**GOAL**
Can you put the listing lines below into a Markdown table with the columns Row and Listing line, beginning with the line that contains "Which pixel sits on the player's" and running through the line that contains "Which pixel sits on the catcher's mitt?", both included, numbering each row and leaving out blank lines?

★ ★ ★

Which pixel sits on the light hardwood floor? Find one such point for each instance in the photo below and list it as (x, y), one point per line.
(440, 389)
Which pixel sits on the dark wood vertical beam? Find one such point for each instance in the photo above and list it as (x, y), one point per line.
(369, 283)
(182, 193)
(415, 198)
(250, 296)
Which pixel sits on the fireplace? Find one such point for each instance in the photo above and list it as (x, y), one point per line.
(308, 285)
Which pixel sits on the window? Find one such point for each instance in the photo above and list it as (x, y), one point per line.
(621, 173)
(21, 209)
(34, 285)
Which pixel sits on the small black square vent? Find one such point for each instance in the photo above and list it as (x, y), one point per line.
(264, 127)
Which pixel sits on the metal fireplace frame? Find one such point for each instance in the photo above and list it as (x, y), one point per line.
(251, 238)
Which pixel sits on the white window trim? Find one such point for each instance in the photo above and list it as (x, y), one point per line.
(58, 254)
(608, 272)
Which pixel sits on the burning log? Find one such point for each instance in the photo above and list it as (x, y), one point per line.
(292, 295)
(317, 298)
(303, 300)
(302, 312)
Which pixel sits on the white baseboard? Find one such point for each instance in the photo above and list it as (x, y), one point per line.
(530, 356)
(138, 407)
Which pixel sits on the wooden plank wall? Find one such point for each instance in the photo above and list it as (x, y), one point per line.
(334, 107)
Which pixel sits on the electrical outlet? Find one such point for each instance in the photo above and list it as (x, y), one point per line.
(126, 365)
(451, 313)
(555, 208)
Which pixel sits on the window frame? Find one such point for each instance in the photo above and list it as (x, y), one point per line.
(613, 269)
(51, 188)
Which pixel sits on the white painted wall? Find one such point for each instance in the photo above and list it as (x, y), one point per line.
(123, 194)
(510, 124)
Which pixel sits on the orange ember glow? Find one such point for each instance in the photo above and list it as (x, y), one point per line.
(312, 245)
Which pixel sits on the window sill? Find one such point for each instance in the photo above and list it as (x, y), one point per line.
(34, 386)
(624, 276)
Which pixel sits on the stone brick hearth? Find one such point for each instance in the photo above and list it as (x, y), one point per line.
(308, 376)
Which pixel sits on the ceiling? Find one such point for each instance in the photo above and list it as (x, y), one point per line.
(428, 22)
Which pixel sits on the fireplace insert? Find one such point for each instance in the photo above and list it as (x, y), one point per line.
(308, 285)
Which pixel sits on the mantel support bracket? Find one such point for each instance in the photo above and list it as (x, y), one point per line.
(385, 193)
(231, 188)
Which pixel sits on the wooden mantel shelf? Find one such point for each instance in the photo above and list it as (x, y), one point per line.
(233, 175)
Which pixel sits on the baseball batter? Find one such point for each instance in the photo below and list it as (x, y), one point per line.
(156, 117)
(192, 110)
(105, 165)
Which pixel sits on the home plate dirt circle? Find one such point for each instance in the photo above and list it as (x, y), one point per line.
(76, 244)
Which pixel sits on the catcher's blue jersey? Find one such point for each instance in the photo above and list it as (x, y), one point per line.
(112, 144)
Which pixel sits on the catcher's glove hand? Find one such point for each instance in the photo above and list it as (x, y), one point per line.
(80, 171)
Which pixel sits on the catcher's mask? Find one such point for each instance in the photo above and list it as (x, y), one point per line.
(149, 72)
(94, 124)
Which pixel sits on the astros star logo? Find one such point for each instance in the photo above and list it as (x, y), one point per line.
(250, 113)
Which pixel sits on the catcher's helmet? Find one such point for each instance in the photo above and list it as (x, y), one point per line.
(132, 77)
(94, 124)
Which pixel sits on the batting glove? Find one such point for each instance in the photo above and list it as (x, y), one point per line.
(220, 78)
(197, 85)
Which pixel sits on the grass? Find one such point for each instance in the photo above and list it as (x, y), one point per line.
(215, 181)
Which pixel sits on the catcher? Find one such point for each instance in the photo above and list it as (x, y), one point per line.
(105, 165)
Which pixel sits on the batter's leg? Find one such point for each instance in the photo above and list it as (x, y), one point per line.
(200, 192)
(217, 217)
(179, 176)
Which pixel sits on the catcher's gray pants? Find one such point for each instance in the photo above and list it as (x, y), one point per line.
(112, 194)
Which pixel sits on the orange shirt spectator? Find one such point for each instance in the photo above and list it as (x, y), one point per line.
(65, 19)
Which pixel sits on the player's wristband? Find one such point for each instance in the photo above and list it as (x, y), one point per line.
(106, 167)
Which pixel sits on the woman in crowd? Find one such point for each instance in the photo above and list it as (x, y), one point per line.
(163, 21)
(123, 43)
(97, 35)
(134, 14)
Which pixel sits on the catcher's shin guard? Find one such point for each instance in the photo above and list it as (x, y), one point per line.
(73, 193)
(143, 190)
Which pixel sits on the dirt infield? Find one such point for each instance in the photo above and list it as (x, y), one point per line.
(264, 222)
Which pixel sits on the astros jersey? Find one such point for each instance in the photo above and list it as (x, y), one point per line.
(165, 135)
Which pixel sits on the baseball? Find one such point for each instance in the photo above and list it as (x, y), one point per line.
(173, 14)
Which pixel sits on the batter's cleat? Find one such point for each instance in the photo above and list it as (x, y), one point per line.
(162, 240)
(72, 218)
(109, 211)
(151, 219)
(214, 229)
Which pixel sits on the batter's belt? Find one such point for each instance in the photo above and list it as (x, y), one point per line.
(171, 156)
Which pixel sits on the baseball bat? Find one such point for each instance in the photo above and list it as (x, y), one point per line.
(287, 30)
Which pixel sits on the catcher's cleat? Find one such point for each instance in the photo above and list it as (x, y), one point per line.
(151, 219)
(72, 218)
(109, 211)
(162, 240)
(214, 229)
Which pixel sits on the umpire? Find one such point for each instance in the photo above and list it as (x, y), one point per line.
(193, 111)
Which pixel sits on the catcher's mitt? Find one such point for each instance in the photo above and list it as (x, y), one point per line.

★ ★ ★

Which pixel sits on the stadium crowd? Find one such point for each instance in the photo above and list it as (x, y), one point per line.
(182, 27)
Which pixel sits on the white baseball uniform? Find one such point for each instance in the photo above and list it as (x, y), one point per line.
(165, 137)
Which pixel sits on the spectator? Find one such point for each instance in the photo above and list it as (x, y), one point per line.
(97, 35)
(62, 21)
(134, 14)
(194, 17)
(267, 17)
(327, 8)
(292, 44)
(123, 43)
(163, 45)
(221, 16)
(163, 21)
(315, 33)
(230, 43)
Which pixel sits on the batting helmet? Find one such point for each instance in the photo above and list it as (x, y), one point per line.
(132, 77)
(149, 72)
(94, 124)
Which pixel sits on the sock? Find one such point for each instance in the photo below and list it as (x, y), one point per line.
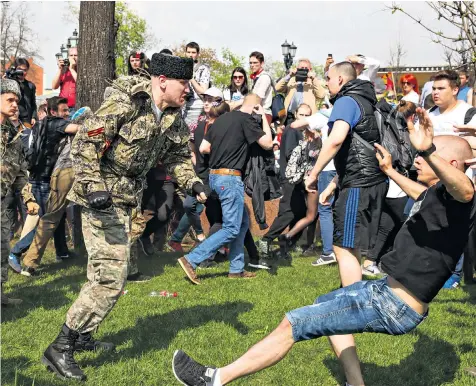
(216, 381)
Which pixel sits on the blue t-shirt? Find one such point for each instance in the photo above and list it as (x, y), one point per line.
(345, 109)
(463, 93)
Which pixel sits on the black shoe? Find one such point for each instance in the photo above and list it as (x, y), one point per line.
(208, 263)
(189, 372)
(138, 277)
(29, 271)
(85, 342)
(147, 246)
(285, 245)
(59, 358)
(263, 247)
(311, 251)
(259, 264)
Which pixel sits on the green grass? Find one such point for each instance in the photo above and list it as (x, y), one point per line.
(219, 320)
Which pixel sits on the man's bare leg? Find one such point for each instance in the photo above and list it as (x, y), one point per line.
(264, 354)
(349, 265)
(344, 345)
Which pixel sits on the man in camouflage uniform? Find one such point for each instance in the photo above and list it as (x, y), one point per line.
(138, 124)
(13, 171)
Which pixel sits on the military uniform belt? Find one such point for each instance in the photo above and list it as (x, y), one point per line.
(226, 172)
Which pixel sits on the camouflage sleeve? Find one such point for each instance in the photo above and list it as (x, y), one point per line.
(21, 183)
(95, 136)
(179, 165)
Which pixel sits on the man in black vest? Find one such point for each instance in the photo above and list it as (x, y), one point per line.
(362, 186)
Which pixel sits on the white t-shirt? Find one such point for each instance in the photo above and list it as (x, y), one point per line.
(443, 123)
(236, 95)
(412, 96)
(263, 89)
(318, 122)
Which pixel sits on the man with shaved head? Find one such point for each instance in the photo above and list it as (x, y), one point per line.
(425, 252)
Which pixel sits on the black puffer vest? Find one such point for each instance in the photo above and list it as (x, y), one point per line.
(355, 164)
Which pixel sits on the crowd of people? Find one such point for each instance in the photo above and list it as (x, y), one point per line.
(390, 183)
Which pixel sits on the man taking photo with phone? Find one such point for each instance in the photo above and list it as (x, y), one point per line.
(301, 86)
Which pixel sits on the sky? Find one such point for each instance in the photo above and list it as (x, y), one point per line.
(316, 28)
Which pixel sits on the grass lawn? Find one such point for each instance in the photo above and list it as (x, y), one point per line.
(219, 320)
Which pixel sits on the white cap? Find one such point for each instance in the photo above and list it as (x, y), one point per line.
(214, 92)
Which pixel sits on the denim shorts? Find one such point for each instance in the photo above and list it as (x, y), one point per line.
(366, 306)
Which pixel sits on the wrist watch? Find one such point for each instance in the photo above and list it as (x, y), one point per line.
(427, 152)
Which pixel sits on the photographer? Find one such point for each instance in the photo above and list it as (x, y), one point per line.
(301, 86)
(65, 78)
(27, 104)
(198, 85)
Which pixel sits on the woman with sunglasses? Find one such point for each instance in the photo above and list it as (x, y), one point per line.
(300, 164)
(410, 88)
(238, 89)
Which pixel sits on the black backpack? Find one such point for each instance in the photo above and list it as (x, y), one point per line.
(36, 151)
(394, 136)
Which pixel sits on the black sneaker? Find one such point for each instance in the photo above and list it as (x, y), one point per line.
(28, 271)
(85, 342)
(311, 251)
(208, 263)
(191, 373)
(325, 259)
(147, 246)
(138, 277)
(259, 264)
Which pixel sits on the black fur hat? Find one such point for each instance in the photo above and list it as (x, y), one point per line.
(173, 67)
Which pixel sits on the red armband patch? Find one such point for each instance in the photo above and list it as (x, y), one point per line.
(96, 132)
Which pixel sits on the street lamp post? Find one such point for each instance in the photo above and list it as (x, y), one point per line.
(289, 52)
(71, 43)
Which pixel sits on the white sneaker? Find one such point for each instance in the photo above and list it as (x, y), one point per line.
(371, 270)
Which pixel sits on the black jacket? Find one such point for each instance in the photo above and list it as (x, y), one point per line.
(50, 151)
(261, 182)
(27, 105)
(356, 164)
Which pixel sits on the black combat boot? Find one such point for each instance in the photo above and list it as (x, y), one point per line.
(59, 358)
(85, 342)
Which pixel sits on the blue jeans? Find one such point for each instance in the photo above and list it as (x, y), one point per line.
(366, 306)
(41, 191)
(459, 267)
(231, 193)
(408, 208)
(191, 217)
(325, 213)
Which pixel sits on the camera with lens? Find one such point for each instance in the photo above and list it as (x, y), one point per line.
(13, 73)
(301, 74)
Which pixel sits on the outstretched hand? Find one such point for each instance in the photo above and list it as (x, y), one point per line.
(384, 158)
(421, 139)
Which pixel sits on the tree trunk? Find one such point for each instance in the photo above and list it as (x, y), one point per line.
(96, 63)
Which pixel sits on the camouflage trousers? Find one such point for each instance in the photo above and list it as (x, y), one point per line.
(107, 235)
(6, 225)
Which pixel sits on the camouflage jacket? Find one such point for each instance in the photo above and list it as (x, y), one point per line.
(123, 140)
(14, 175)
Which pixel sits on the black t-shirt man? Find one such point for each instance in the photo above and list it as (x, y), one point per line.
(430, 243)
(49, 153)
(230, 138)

★ ★ ★

**THE SOLUTION**
| Row | Listing line |
|---|---|
| 1 | Which pixel sits on the player's wristband? Find one such point for each instance in the photo above and list it as (x, y), one point per line. |
| 2 | (106, 167) |
| 3 | Which pixel sits on the woman in crowd? Find one such point for each instance in the photo above and list it as (x, y), one point per line. |
| 4 | (163, 21) |
| 5 | (123, 43) |
| 6 | (97, 35) |
| 7 | (134, 14) |
| 8 | Which pixel sits on the catcher's shin guard? Find one such point for each instance in the photo above and list it as (x, y), one point per line. |
| 9 | (73, 193) |
| 10 | (143, 190) |
| 11 | Which pixel sits on the dirt infield? Find one such point for each instance in the photo above and list it as (x, y), one point per line. |
| 12 | (264, 222) |
| 13 | Which pixel sits on the astros jersey? Find one such point for each instance in the photo above and list it as (x, y), one point per line. |
| 14 | (165, 135) |
| 15 | Which pixel sits on the baseball? Find one such point for each instance in the photo above and list it as (x, y), one point per line. |
| 16 | (173, 14) |
| 17 | Which pixel sits on the batter's cleat? Find one such point for each instance in the photo above and list it as (x, y), one point per line. |
| 18 | (162, 240) |
| 19 | (72, 218) |
| 20 | (109, 211) |
| 21 | (151, 219) |
| 22 | (214, 229) |
| 23 | Which pixel sits on the batter's belt? Find one such point for each instance in the photo above and list it as (x, y), one point per line. |
| 24 | (171, 156) |
| 25 | Which pixel sits on the baseball bat? Find one such point for each instance in the photo above and list it as (x, y), one point per line. |
| 26 | (287, 30) |
| 27 | Which pixel sits on the catcher's cleat? Find one such point for each instance in the photo above and list it as (x, y), one point per line. |
| 28 | (151, 219) |
| 29 | (72, 218) |
| 30 | (109, 211) |
| 31 | (162, 240) |
| 32 | (214, 229) |
| 33 | Which pixel sits on the umpire? Find one such point for each instance in the photo above and list it as (x, y), one point per line. |
| 34 | (193, 111) |
| 35 | Which pixel sits on the catcher's mitt? Find one such point for each instance in the photo above and list it as (x, y), one point per line. |